INPUT DATA:
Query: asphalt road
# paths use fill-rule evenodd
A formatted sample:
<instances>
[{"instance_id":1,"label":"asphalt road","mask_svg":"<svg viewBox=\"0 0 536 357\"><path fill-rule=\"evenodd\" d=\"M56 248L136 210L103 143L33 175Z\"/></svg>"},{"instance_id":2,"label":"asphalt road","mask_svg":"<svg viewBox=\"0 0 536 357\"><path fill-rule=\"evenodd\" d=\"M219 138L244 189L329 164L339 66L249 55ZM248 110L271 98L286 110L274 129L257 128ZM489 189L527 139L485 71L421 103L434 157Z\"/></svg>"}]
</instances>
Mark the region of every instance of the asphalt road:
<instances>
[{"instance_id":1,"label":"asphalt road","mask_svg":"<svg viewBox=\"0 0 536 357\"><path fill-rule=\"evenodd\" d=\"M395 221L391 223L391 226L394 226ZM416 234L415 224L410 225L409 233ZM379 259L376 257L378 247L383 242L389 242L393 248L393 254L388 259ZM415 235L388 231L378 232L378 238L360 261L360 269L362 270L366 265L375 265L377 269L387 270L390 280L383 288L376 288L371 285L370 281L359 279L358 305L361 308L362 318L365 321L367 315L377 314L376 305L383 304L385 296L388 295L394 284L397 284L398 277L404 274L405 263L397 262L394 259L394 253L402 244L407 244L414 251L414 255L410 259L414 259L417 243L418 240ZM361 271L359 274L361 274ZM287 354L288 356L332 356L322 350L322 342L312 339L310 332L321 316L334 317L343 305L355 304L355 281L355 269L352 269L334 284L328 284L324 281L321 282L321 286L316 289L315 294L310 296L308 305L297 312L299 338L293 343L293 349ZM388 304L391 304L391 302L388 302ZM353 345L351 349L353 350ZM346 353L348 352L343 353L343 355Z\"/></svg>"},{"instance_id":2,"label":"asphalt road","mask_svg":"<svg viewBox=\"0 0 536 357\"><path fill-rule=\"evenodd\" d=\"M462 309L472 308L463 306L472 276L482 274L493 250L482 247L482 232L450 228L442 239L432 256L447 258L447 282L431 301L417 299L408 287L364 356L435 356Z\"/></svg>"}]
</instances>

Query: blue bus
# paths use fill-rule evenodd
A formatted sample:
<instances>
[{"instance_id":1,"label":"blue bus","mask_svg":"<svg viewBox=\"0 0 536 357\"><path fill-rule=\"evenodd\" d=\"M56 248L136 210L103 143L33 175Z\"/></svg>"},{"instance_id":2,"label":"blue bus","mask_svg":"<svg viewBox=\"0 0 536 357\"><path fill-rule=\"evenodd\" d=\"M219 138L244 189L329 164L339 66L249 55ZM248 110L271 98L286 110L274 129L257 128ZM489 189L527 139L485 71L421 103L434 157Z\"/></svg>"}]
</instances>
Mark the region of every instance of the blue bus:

BRIEF:
Gather from the data above every line with the string "blue".

RESPONSE:
Query: blue bus
[{"instance_id":1,"label":"blue bus","mask_svg":"<svg viewBox=\"0 0 536 357\"><path fill-rule=\"evenodd\" d=\"M56 248L136 210L103 143L33 175Z\"/></svg>"},{"instance_id":2,"label":"blue bus","mask_svg":"<svg viewBox=\"0 0 536 357\"><path fill-rule=\"evenodd\" d=\"M219 138L244 189L329 164L339 66L249 55ZM248 110L271 98L286 110L274 129L257 128ZM489 189L527 139L485 71L421 103L434 157Z\"/></svg>"}]
Mark the region of every instance of the blue bus:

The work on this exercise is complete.